Problem to work on:
Every line of the data should be output word for word.

====

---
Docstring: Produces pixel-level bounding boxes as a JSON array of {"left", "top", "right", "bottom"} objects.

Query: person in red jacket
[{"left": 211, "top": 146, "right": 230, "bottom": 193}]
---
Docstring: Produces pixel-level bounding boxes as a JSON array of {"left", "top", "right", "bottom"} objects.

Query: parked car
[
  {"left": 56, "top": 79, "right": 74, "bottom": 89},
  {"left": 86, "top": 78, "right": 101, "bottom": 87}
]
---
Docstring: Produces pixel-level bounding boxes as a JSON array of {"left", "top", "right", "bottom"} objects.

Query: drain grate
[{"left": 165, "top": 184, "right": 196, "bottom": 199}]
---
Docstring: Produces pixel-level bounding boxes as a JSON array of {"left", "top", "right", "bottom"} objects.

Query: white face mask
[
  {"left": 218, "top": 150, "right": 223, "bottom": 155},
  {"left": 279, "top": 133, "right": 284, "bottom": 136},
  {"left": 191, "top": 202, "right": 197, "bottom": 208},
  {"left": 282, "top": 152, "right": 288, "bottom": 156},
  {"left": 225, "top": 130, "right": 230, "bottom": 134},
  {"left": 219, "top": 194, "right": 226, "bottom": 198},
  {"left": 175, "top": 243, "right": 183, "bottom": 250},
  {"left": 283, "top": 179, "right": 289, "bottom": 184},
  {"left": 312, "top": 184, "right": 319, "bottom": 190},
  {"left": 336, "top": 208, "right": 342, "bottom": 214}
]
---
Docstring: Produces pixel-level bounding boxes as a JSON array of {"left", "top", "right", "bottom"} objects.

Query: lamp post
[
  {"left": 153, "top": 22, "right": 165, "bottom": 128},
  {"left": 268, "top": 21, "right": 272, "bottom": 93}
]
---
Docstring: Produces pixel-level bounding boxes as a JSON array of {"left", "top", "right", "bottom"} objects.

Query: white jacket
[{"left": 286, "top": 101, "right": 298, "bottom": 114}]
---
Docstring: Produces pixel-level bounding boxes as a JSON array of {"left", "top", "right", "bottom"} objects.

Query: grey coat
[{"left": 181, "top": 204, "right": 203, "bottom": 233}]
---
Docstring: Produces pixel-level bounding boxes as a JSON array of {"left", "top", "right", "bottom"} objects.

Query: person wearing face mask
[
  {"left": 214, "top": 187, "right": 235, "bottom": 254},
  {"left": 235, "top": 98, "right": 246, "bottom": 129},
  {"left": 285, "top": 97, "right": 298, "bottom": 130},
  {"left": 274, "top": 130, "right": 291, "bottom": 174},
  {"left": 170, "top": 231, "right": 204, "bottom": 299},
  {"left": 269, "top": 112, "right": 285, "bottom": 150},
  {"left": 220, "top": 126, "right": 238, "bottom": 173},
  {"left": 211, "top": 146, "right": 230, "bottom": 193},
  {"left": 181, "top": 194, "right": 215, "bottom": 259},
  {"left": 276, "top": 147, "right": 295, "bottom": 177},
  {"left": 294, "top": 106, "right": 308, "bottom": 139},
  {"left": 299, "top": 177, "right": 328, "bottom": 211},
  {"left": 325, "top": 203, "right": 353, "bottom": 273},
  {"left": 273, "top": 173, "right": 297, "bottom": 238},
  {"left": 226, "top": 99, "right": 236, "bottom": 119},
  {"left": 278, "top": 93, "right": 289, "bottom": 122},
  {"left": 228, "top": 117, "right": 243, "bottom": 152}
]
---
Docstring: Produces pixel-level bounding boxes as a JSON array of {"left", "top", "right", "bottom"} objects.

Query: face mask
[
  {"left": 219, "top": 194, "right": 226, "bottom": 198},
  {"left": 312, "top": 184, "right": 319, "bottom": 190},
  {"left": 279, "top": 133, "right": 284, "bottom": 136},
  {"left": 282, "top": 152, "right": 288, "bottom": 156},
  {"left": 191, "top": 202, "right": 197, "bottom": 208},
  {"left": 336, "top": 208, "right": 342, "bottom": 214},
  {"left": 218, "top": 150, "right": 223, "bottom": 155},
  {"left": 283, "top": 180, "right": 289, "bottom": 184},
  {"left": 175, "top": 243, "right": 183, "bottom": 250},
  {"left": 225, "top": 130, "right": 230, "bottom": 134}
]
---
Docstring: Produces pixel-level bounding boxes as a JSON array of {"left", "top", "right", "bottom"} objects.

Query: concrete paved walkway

====

Exercise solution:
---
Docstring: Produces pixel-level bounding boxes as a JSON array of {"left", "top", "right", "bottom"} objects.

Query: person in red jacket
[{"left": 211, "top": 146, "right": 230, "bottom": 193}]
---
Docstring: Produces pixel-level bounding boxes as a JSON array of {"left", "top", "right", "bottom"} objects.

Query: parked car
[
  {"left": 56, "top": 79, "right": 74, "bottom": 89},
  {"left": 86, "top": 78, "right": 101, "bottom": 87}
]
---
Docstring: Produces pixel-level bounding boxes as a JSON array of {"left", "top", "right", "bottom"} objects.

Query: drain grate
[{"left": 165, "top": 184, "right": 196, "bottom": 199}]
---
Docstring: Produces pixel-level bounding boxes as a JSON array of {"left", "top", "right", "bottom"} objects.

Query: white face mask
[
  {"left": 218, "top": 150, "right": 223, "bottom": 155},
  {"left": 279, "top": 133, "right": 284, "bottom": 136},
  {"left": 191, "top": 202, "right": 197, "bottom": 208},
  {"left": 282, "top": 152, "right": 288, "bottom": 156},
  {"left": 225, "top": 130, "right": 230, "bottom": 134},
  {"left": 219, "top": 194, "right": 226, "bottom": 198},
  {"left": 175, "top": 243, "right": 183, "bottom": 250},
  {"left": 283, "top": 179, "right": 289, "bottom": 184},
  {"left": 312, "top": 184, "right": 319, "bottom": 190},
  {"left": 336, "top": 208, "right": 342, "bottom": 214}
]
---
Docstring: Produces pixel-level bounding boxes as a JSON array of {"left", "top", "right", "bottom"} objects.

Query: lamp post
[
  {"left": 153, "top": 22, "right": 165, "bottom": 128},
  {"left": 268, "top": 21, "right": 272, "bottom": 93}
]
---
Docstring: Produces pixel-level bounding boxes as a JSON array of {"left", "top", "right", "bottom"} objects.

Query: white jacket
[{"left": 286, "top": 101, "right": 298, "bottom": 114}]
---
Docstring: Produces pixel-level bounding boxes as a JSON array of {"left", "top", "right", "bottom"} objects.

Query: grey coat
[{"left": 181, "top": 204, "right": 203, "bottom": 233}]
---
Docstring: Produces pixel-level bounding boxes as a JSON array of {"left", "top", "right", "bottom"} objects.

Query: person wearing face mask
[
  {"left": 214, "top": 187, "right": 235, "bottom": 254},
  {"left": 235, "top": 98, "right": 246, "bottom": 129},
  {"left": 285, "top": 97, "right": 298, "bottom": 130},
  {"left": 274, "top": 130, "right": 291, "bottom": 174},
  {"left": 170, "top": 231, "right": 204, "bottom": 299},
  {"left": 269, "top": 112, "right": 285, "bottom": 150},
  {"left": 220, "top": 126, "right": 238, "bottom": 173},
  {"left": 211, "top": 146, "right": 230, "bottom": 193},
  {"left": 181, "top": 194, "right": 215, "bottom": 259},
  {"left": 276, "top": 147, "right": 295, "bottom": 177},
  {"left": 294, "top": 106, "right": 308, "bottom": 139},
  {"left": 299, "top": 177, "right": 328, "bottom": 211},
  {"left": 325, "top": 203, "right": 353, "bottom": 273},
  {"left": 273, "top": 173, "right": 297, "bottom": 238},
  {"left": 226, "top": 99, "right": 236, "bottom": 119},
  {"left": 278, "top": 93, "right": 289, "bottom": 122},
  {"left": 228, "top": 117, "right": 243, "bottom": 152}
]
---
Docstring: Produces pixel-level bounding boxes as a JSON array of {"left", "top", "right", "bottom"} objects.

Query: face mask
[
  {"left": 219, "top": 194, "right": 226, "bottom": 198},
  {"left": 312, "top": 184, "right": 319, "bottom": 190},
  {"left": 279, "top": 133, "right": 284, "bottom": 136},
  {"left": 282, "top": 152, "right": 288, "bottom": 156},
  {"left": 191, "top": 202, "right": 197, "bottom": 208},
  {"left": 336, "top": 208, "right": 342, "bottom": 214},
  {"left": 218, "top": 150, "right": 223, "bottom": 155},
  {"left": 283, "top": 180, "right": 289, "bottom": 184},
  {"left": 175, "top": 243, "right": 183, "bottom": 250},
  {"left": 225, "top": 130, "right": 230, "bottom": 134}
]
---
Docstring: Produces pixel-level bounding boxes as a JSON array of {"left", "top", "right", "bottom"} objects.

Query: concrete paved walkway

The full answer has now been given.